**Activity**.
Determine how many lines in the records below contain "like", then state that number alone.

(Collection entries)
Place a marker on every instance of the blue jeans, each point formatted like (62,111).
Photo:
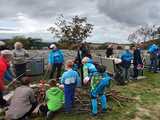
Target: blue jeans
(98,91)
(69,91)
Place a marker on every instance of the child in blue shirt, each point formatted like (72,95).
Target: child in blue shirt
(99,80)
(70,79)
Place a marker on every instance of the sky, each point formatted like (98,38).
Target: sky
(113,20)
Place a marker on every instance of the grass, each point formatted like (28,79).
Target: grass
(146,105)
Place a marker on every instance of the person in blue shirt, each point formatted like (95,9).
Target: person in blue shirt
(99,80)
(70,79)
(55,61)
(126,58)
(137,60)
(153,50)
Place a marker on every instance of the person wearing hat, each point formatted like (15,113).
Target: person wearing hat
(23,102)
(126,58)
(55,61)
(5,59)
(70,79)
(99,80)
(153,51)
(137,61)
(19,59)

**Solution for this problem**.
6